● DOCUMENT EXCERPT:
============
The result could either be just an abstract representation of the types or something wrapping forwards refs or whatever, it's not really important what it's represented as, as long as it's consistent no matter which "style" of type hints are used, and that it will always return something that could then be handled by the library

trim tangle
#

Like an AST for type hints?

old anchor
#

Even a nested dictionary would be helpful 😬

old anchor
#

And as someone that works with an on such libraries, the potential impact PEP 649 will have on this concerns me

#

I am sure there will be ways to handle it, but I'm afraid the way will be for every library that needs such a functionality to have their own implementation of a crude (or sometimes more advanced) type hints parsing logic to accommodate all differences. But the result will be that a) it greatly increases the maintenance burden and b) results in slightly different behaviours of type hints across libraries, making compatibility and usability worse

trim tangle
#

It seems to me that at the very least a type checker wants to know:

  • if a certain operation is allowed on a value of a known type
  • if a type is a subtype of another type
  • control flow stuff, like isinstance checka
old anchor
old anchor
oblique urchin
old anchor
#

That's good to hear! I haven't checked these out yet but I don't think they would help that much with solving these issues, since they'd be only available on 3.13+, right?
============
Rows from a data source:
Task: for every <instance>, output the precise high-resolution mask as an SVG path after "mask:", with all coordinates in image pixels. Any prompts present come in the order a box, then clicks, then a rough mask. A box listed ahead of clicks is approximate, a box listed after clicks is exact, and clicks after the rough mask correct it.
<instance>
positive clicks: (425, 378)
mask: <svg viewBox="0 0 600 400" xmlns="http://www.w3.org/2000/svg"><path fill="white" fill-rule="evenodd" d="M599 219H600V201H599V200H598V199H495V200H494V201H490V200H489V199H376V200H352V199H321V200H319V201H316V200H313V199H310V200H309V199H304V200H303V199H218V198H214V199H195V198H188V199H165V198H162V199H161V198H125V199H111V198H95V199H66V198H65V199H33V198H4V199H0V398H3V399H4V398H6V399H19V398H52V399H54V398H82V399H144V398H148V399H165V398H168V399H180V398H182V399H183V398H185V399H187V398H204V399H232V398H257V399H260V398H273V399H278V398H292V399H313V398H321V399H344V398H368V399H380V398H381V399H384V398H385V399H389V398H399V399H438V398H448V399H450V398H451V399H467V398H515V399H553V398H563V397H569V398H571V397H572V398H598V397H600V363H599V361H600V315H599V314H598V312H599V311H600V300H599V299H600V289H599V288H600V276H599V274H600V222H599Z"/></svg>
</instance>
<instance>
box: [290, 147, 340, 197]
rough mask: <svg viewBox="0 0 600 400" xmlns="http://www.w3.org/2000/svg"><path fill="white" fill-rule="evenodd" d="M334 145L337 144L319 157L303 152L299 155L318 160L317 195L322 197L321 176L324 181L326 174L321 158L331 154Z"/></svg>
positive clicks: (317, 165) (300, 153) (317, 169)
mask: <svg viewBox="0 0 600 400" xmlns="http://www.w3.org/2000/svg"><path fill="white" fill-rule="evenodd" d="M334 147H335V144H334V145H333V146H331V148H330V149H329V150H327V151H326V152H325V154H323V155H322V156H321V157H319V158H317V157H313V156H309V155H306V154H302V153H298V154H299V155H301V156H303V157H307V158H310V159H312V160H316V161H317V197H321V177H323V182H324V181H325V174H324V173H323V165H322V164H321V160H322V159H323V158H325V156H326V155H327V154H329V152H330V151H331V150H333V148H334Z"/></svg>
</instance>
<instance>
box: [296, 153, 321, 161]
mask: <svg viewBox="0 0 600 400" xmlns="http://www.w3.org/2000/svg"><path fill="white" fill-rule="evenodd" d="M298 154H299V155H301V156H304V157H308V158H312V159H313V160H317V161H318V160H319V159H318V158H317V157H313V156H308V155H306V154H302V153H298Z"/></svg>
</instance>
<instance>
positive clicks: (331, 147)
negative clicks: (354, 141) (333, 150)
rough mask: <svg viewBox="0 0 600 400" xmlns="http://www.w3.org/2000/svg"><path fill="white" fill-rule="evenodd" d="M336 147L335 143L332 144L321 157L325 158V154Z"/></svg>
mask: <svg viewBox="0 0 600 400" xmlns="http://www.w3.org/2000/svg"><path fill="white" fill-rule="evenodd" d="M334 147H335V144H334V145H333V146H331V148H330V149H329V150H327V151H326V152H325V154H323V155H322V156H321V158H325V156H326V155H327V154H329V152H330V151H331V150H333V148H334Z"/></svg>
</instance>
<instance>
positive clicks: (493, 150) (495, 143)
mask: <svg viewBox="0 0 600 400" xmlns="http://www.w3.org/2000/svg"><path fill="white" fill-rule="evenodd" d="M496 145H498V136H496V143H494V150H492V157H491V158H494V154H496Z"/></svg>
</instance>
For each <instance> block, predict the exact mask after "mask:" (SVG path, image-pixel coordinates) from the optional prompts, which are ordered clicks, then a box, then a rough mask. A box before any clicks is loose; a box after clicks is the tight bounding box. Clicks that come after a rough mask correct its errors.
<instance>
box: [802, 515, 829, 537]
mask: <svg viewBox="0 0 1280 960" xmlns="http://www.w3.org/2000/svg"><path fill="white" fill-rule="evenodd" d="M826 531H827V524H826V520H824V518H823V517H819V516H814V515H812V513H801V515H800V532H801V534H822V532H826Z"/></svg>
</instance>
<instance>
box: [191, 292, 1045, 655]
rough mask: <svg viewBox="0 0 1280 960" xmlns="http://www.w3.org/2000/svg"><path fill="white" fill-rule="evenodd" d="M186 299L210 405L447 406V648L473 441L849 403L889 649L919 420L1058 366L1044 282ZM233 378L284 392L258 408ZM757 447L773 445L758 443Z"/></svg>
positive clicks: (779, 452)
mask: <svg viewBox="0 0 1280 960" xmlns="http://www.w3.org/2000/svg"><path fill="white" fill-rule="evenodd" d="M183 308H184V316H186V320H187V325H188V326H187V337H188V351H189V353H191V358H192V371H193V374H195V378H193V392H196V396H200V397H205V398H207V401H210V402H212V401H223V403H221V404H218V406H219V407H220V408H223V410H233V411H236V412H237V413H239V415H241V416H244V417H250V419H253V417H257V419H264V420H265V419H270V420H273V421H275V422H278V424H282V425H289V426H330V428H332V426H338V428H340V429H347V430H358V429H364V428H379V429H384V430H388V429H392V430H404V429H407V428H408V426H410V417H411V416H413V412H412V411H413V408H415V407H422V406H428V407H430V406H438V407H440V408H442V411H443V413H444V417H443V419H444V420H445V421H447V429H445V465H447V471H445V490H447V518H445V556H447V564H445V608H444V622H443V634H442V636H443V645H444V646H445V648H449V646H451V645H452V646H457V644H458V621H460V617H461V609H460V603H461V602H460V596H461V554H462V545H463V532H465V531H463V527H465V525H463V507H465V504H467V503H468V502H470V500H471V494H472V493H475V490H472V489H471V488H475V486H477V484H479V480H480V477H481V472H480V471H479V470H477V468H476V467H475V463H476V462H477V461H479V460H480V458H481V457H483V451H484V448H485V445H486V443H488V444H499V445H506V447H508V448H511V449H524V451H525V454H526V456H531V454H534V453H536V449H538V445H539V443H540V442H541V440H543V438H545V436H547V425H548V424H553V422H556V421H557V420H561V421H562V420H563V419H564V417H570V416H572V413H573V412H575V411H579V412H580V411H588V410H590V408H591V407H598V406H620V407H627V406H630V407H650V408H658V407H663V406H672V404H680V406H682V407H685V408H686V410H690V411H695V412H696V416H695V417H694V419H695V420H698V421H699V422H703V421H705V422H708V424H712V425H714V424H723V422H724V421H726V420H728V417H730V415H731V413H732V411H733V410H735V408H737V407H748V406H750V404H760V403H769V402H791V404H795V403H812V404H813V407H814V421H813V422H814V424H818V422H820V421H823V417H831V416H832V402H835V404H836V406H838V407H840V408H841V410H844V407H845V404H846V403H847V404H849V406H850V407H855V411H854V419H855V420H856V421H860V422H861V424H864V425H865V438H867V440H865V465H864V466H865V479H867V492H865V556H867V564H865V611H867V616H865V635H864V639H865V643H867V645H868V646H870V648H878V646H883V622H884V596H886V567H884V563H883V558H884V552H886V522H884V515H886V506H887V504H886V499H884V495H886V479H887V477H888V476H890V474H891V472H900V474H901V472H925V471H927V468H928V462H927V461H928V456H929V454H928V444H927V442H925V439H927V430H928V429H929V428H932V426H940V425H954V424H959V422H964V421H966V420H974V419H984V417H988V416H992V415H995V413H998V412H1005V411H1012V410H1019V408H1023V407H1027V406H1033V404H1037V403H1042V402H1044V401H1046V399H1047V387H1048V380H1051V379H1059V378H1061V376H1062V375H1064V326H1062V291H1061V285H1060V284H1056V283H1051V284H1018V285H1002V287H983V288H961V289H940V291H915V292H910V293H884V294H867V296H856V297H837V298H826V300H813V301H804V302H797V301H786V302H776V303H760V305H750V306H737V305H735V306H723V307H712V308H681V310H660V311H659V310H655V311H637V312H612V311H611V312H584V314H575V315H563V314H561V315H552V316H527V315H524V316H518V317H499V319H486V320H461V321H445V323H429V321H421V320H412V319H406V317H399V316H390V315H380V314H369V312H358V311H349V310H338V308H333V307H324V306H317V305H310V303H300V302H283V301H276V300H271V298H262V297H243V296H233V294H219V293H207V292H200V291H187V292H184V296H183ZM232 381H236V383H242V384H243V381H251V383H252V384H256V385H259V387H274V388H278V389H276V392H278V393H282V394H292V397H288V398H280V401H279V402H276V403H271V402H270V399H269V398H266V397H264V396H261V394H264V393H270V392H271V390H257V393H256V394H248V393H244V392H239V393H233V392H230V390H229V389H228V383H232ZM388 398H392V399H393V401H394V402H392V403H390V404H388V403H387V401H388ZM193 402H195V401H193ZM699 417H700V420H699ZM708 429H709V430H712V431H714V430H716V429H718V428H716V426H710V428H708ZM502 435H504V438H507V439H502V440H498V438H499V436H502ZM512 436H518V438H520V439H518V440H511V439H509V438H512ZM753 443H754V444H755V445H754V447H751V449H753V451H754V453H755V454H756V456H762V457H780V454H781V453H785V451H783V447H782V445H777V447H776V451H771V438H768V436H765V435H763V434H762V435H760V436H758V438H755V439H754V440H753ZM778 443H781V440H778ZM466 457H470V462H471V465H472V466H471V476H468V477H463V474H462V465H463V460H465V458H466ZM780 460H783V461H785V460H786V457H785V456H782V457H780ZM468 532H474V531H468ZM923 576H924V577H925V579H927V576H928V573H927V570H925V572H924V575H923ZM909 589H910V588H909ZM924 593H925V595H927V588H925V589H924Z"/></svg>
============
● EXERCISE INSTRUCTIONS:
- a) In the type hints discussion, which PEP does one participant say concerns them because of its potential impact?
- b) Reproduce word for word the part of the type hints discussion from "It seems to" up to and including "on 3.13+, right?".
- c) Extend the type hints discussion, picking up right after its final message.

● RESPONSES FOR EACH TASK:
- a) PEP 649

- b)
It seems to me that at the very least a type checker wants to know:

  • if a certain operation is allowed on a value of a known type
  • if a type is a subtype of another type
  • control flow stuff, like isinstance checka
old anchor
old anchor
oblique urchin
old anchor
#

That's good to hear! I haven't checked these out yet but I don't think they would help that much with solving these issues, since they'd be only available on 3.13+, right?

- c)
oblique urchin
#

yes, the transition period will still be painful

old anchor
#

Is the removal of the annotations future import on a fixed schedule already?

#

Because as I see it, as long as that is around, and versions <3.13 would have to be supported, the pain points will remain for libraries that must support the different styles

oblique urchin
old anchor
#

Okay, that's reassuring, thanks!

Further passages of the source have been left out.